» **Requirement**
Copy out the forum thread on overlapping RNA-Seq and ChIP-Seq gene lists in full, word for word.

» **Document text**
Question

Gene lists from RNA Seq and Chip Seq

0

Entering edit mode

10.5 years ago

will.schachterle ▴ 30

I have a list of genes that are up or downregulated after treatment, and another list of genes that are bound by a transcription factor. I want to know if the percentage of genes in the list of up/downregulated genes that also appears in the bound gene list is significant. I'm told that a Fisher's exact test is appropriate here, but I'm not sure how to do this.

So, I have 132 genes that are upregulated, 1557 genes bound. Of those 132 upregulated genes, 24 appear on both lists. I guess another way of asking this, is, how much of that matching would appear by chance?

I guess this is really a basic statistics question, so I'd love an answer and explanation that didn't include a lot of code. I want to know what to do and why that's appropriate.

RNA-Seq Fishers-exact-test ChIP-Seq • 3.0k views

ADD COMMENT • link updated 3.2 years ago by Ram 45k • written 10.5 years ago by will.schachterle ▴ 30

0

Entering edit mode

How many genes are downregulated? Do you want to compare if there is an enrichment of TF bound genes in Upregulated gene set versus Downregulated gene set?

ADD REPLY • link 10.5 years ago by komal.rathi ★ 4.1k

0

Entering edit mode

I'd like to split it up, so what are that chances that that those 24 upregulated genes happen to appear on the bound list, and 11 downregulated genes (there are 109 total downregulated genes) happen appear on bound list.

» **Data**

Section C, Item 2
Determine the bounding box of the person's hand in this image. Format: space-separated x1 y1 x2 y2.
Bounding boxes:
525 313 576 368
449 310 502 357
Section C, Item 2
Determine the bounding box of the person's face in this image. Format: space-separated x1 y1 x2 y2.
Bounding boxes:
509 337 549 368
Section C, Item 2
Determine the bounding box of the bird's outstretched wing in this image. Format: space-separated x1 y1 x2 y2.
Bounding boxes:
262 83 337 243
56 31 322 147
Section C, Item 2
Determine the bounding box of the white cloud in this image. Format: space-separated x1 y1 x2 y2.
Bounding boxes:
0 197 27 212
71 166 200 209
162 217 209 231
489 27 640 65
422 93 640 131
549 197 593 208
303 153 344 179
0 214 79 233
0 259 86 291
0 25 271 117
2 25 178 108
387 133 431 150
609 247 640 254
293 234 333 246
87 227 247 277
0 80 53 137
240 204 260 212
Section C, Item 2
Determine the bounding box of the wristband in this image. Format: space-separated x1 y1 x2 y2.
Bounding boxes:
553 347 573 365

--

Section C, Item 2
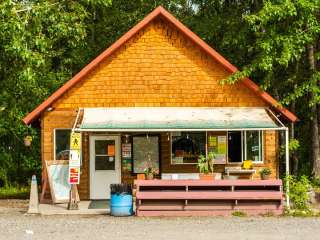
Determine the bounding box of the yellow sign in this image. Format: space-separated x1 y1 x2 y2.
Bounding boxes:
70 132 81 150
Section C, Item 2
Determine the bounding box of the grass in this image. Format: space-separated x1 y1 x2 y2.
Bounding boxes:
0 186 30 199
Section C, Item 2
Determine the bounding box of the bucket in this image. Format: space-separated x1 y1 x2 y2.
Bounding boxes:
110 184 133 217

» **Answer space**
Question

Gene lists from RNA Seq and Chip Seq

0

Entering edit mode

10.5 years ago

will.schachterle ▴ 30

I have a list of genes that are up or downregulated after treatment, and another list of genes that are bound by a transcription factor. I want to know if the percentage of genes in the list of up/downregulated genes that also appears in the bound gene list is significant. I'm told that a Fisher's exact test is appropriate here, but I'm not sure how to do this.

So, I have 132 genes that are upregulated, 1557 genes bound. Of those 132 upregulated genes, 24 appear on both lists. I guess another way of asking this, is, how much of that matching would appear by chance?

I guess this is really a basic statistics question, so I'd love an answer and explanation that didn't include a lot of code. I want to know what to do and why that's appropriate.

RNA-Seq Fishers-exact-test ChIP-Seq • 3.0k views

ADD COMMENT • link updated 3.2 years ago by Ram 45k • written 10.5 years ago by will.schachterle ▴ 30

0

Entering edit mode

How many genes are downregulated? Do you want to compare if there is an enrichment of TF bound genes in Upregulated gene set versus Downregulated gene set?

ADD REPLY • link 10.5 years ago by komal.rathi ★ 4.1k

0

Entering edit mode

I'd like to split it up, so what are that chances that that those 24 upregulated genes happen to appear on the bound list, and 11 downregulated genes (there are 109 total downregulated genes) happen appear on bound list.